(Items listed in a dataset)
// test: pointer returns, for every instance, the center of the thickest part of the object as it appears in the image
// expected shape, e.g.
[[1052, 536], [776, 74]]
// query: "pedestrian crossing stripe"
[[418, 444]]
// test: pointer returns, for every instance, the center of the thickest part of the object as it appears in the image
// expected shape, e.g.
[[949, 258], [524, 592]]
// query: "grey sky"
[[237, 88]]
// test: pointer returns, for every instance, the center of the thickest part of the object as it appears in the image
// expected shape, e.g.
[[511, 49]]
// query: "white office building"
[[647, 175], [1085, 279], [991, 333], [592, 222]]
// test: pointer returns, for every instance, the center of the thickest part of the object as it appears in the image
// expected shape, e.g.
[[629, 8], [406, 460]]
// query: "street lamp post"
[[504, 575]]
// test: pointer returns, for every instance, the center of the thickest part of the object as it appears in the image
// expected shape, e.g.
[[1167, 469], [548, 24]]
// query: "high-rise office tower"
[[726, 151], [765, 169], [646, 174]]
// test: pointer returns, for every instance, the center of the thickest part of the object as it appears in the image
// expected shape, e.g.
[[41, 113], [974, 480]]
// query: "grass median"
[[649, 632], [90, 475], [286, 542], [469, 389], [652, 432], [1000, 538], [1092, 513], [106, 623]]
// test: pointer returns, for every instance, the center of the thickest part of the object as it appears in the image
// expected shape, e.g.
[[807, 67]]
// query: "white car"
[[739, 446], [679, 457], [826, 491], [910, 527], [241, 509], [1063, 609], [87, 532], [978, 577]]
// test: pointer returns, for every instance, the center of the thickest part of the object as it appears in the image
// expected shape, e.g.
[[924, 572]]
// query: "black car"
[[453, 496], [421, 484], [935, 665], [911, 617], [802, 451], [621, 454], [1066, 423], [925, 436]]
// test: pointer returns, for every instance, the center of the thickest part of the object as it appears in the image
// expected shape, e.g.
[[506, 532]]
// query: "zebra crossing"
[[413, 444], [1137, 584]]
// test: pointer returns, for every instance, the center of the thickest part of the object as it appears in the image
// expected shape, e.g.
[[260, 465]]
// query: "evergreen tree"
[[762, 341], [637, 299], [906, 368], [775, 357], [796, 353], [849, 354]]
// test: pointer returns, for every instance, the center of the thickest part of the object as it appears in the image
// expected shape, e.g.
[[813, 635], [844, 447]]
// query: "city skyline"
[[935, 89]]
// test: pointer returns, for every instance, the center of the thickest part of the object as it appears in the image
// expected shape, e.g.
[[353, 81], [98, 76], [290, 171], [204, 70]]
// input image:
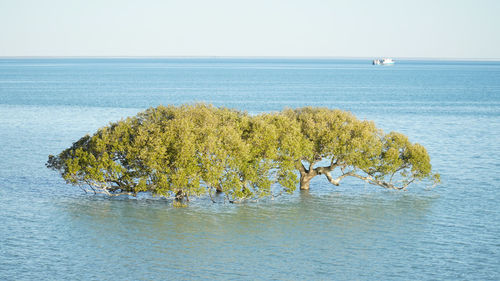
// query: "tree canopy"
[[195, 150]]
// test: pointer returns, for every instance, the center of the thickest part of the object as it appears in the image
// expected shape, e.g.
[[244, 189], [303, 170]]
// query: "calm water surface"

### Exercise task
Please copy everything from the start of the material down to the line containing "[[413, 444], [1137, 584]]", renaming "thickest part" to "widest part" wherever it occurs and leaving the rest unchanged.

### Full output
// test: pointer returns, for every instance, the center of the widest part of the object as it appears in the image
// expected shape, e.g.
[[1052, 536], [776, 74]]
// query: "pedestrian crossing stripe"
[[418, 444]]
// test: pointer returns, for every instance, the center of the widest part of the object as it appears in the image
// expected shape, e.g.
[[949, 258], [524, 592]]
// query: "grey sky"
[[237, 88]]
// test: pointer returns, for every instance, the center of the widest part of the object as it appears in the image
// expected shape, e.g.
[[511, 49]]
// query: "white office building"
[[647, 175], [1085, 279], [991, 333], [592, 222]]
// test: pointer returns, for every instance, the center of the widest part of the object as it appears in the image
// expected shape, e.g.
[[629, 8], [406, 460]]
// query: "street lamp post"
[[504, 575]]
// test: pointer returns, for every instance, the center of the widest part of the object as it appears in the image
// expected shape, e.g.
[[1167, 469], [548, 24]]
// query: "high-rise office tower"
[[726, 151], [765, 169], [646, 174]]
// test: pointer returns, for every instance, the center of the widest part of the object as it appears in the image
// expected shape, e.g.
[[41, 113], [974, 480]]
// query: "grass median"
[[649, 632], [90, 475], [286, 542], [469, 389], [652, 432], [1000, 538], [1092, 513], [106, 623]]
// test: pointer returns, for every instance, the center of the widest part of the object as it appears in the image
// expected shape, e.g.
[[807, 67]]
// query: "white car"
[[739, 446], [679, 457], [826, 491], [910, 527], [241, 509], [1063, 609], [87, 532], [978, 577]]
// test: pointer returns, for every instance, the center of the widest part of the object as it appears in the image
// expected shape, e.g.
[[924, 572]]
// query: "black car"
[[453, 496], [421, 484], [935, 665], [911, 617], [802, 451], [621, 454], [1066, 423], [925, 436]]
// test: pointer returns, for every instance, the center of the widest part of the object as it appears in the image
// expected shape, e.g.
[[506, 532]]
// query: "zebra crossing"
[[413, 444], [1137, 584]]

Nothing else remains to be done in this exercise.